Written request: Pull out every line of the data below that contains the string "cleat", treating uppercase and lowercase letters as different.

[START Exercise material]

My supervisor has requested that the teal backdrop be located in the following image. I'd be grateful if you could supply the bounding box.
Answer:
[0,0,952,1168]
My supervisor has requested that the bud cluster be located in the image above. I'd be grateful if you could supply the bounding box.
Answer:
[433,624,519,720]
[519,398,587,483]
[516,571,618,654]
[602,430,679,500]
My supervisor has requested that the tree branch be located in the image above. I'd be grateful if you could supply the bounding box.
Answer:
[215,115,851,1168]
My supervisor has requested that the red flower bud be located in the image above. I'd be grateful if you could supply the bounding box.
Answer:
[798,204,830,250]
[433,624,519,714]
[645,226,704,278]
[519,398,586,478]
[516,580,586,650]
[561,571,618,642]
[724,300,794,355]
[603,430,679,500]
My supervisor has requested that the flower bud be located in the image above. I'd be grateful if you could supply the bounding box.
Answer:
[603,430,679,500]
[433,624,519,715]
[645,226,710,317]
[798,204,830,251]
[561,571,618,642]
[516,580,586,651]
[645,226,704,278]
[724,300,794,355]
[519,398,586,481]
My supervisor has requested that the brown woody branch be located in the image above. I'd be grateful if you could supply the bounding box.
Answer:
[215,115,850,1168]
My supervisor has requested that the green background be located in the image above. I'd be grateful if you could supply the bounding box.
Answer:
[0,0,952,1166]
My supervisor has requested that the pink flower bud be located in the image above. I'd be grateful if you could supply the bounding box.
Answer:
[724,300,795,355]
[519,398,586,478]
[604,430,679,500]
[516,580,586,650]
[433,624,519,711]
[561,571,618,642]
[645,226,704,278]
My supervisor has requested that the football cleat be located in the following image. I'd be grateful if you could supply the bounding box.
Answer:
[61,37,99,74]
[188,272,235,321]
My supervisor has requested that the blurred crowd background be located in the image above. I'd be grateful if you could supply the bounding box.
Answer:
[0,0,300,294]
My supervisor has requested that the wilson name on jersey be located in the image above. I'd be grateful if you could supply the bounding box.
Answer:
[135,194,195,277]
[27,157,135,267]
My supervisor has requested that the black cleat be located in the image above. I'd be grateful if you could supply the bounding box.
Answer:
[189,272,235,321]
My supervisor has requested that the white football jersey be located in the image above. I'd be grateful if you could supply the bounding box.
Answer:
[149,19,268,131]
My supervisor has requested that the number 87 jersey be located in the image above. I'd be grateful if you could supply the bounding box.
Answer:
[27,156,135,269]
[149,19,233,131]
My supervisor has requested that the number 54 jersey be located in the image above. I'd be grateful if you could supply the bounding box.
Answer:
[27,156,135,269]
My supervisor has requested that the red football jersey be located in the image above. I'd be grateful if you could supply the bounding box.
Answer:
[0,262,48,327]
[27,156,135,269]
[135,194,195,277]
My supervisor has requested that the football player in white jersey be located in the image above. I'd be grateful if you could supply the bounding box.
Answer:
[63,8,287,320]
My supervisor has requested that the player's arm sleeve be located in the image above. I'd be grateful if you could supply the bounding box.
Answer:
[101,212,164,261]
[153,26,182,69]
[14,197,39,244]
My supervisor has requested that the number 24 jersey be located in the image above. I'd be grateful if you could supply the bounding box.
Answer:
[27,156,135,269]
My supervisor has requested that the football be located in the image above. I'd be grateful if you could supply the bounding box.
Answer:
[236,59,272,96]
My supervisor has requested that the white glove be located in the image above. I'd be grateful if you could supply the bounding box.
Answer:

[END Exercise material]

Response for this exercise:
My supervisor has requested that the football cleat be located in the following image. I'd be grateful if you could supply the bounding box.
My supervisor has requested that the black cleat be located in the image above. I'd be grateful if you could supply the bounding box.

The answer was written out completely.